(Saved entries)
START

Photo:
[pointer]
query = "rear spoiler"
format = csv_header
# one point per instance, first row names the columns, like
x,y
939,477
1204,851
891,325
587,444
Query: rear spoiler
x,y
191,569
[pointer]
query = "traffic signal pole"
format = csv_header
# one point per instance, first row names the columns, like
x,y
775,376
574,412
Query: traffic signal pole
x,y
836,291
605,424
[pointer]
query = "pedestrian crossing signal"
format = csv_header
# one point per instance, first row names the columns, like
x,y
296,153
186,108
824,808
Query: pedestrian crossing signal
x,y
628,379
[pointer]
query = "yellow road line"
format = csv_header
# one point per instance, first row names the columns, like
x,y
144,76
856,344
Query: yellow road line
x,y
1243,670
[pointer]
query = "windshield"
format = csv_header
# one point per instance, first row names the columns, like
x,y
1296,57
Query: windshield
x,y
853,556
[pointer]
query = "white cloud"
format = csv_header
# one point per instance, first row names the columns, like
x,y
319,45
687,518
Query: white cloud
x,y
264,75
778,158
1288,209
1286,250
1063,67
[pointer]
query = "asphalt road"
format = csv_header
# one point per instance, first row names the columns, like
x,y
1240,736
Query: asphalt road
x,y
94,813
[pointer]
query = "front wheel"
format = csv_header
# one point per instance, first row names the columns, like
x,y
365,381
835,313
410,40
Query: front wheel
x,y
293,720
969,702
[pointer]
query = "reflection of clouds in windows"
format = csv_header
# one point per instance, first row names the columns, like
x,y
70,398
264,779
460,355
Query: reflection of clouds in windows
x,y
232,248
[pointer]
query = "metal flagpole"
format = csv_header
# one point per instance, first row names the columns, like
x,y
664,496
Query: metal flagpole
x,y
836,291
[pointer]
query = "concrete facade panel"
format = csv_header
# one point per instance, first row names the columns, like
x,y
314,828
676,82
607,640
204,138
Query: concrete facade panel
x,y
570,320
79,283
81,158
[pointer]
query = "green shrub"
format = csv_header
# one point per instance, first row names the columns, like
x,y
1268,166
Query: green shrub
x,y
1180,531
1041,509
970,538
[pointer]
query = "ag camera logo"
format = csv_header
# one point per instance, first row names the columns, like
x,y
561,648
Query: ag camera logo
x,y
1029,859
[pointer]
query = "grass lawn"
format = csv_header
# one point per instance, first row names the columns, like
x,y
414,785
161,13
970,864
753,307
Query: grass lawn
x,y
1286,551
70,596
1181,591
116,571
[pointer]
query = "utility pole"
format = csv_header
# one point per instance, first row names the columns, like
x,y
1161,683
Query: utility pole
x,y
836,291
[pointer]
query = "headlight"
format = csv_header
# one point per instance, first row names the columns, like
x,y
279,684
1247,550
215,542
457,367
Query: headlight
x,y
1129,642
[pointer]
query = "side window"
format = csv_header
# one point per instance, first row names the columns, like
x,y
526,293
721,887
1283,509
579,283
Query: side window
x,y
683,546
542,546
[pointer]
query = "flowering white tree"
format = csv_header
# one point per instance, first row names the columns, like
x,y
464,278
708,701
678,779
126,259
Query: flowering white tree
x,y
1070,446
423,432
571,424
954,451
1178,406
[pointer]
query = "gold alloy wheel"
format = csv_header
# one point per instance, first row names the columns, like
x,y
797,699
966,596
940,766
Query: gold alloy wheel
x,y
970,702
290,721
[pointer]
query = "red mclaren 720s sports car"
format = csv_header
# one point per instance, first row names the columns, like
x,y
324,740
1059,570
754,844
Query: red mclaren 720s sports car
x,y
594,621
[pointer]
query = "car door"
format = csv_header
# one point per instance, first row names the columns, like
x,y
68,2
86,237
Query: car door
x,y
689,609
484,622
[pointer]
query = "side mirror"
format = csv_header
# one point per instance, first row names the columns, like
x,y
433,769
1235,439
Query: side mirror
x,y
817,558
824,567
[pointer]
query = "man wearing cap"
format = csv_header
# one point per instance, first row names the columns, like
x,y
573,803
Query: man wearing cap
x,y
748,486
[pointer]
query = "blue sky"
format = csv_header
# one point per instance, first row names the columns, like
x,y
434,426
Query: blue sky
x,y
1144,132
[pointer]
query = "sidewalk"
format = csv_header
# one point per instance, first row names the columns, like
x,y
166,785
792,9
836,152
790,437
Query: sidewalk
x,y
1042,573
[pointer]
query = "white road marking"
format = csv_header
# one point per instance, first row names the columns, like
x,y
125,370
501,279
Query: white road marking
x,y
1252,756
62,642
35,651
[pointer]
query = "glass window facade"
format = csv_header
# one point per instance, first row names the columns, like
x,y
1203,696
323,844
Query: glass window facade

END

● **DESCRIPTION OF THE TASK**
Every entry above should be retyped exactly as shown.

● **EXERCISE ANSWER**
Photo:
[pointer]
query = "rear spoiler"
format = csv_header
# one point per instance, first row names the columns, like
x,y
939,477
1204,851
891,325
587,444
Query: rear spoiler
x,y
191,569
[pointer]
query = "traffic signal pole"
format = csv_header
# one point per instance, first row names the columns, like
x,y
775,376
574,412
Query: traffic signal pole
x,y
836,291
605,424
[pointer]
query = "pedestrian crossing signal"
format = csv_header
# one point per instance, first row names the columns, like
x,y
296,153
186,108
824,808
Query: pedestrian crossing signal
x,y
628,379
[pointer]
query = "yellow road line"
format = csv_header
# one point per instance, first row names the columns, like
x,y
144,76
856,344
Query: yellow road line
x,y
1243,670
[pointer]
query = "windshield"
format = csv_header
# one point per instance, first row names the columns, like
x,y
1296,57
Query: windshield
x,y
853,556
[pointer]
query = "white cloud"
format = csv_header
# one point per instance, first row names the columns, like
x,y
319,45
687,518
Query: white cloud
x,y
264,75
778,158
1288,209
1286,250
1063,67
[pointer]
query = "asphalt road"
format = csv_header
# one point per instance, first row names the columns, like
x,y
1240,736
Query: asphalt road
x,y
94,813
[pointer]
query = "front wheel"
format = csv_header
# one point per instance, first row names the columns, like
x,y
365,381
835,313
410,40
Query: front wheel
x,y
293,720
969,702
[pointer]
query = "reflection of clouds in windows"
format = csv_header
# one point per instance, first row names the columns, like
x,y
70,398
264,779
460,355
Query: reflection of clouds in windows
x,y
232,248
[pointer]
query = "metal flagpole"
format = csv_header
# one point per instance, first row names the columns, like
x,y
664,496
Query: metal flagpole
x,y
836,291
[pointer]
query = "concrete facade panel"
format = csv_header
# one point per instance, first row names the columns, like
x,y
314,828
676,82
607,640
204,138
Query: concrete facade panel
x,y
570,320
79,283
81,158
[pointer]
query = "green shrub"
format = csv_header
# one point per instance, first row names the columns, like
x,y
1268,166
Query: green shrub
x,y
1180,531
1041,509
970,538
[pointer]
query = "ag camera logo"
format = csv_header
# one point per instance, first row names the columns, like
x,y
561,648
Query: ag camera logo
x,y
1029,859
[pointer]
query = "grass lawn"
format = csv_header
# one point per instance, first row names the columns, like
x,y
414,785
161,13
970,864
753,307
Query: grass lawn
x,y
1286,551
70,596
1181,591
116,571
[pointer]
query = "utility pole"
format = csv_header
# one point per instance, first row names the columns, like
x,y
1161,683
Query: utility pole
x,y
836,291
[pointer]
query = "headlight"
format = csv_header
# one point per instance, first row names the columns, like
x,y
279,684
1247,550
215,542
457,367
Query: headlight
x,y
1129,642
[pointer]
query = "side window"
format = csv_header
# one point per instance, first row names the columns, like
x,y
526,293
721,887
1283,509
579,283
Query: side window
x,y
683,546
542,546
[pointer]
query = "flowering white tree"
format = csv_header
# one point per instance, first row names the columns, like
x,y
464,278
708,701
678,779
126,259
Query: flowering white tree
x,y
1070,446
423,432
571,424
954,451
1178,406
[pointer]
query = "gold alloy wheel"
format = csv_header
# one point per instance, first row names the columns, like
x,y
797,699
966,596
940,766
Query: gold alloy wheel
x,y
970,702
290,721
[pointer]
query = "red mclaren 720s sports car"
format = csv_header
# one point per instance, first row names the columns, like
x,y
324,740
1059,570
754,844
Query: red mclaren 720s sports car
x,y
594,621
[pointer]
query = "car door"
format = csv_header
# one point per instance, first row names the columns, like
x,y
68,2
86,237
Query: car door
x,y
689,609
484,622
[pointer]
query = "side mirror"
format = csv_header
# one point per instance, first row names the columns, like
x,y
433,769
1235,439
Query: side mirror
x,y
817,558
824,567
[pointer]
query = "man wearing cap"
format = csv_header
# one point per instance, first row names the columns, like
x,y
573,803
Query: man wearing cap
x,y
748,486
[pointer]
query = "blue sky"
format = csv_header
# one point per instance, first row names the columns, like
x,y
434,426
Query: blue sky
x,y
1144,132
[pointer]
query = "sidewalk"
format = csv_header
# one point per instance, first row names the columns, like
x,y
166,785
792,9
836,152
790,437
Query: sidewalk
x,y
1042,573
[pointer]
query = "white road marking"
format = csv_header
# one point per instance, first row names the columns, like
x,y
125,370
501,279
Query: white road marking
x,y
1252,756
62,642
35,651
[pointer]
query = "glass window facade"
format = csv_header
# one point per instance, first row names the columns, like
x,y
1203,696
323,844
Query: glass window facade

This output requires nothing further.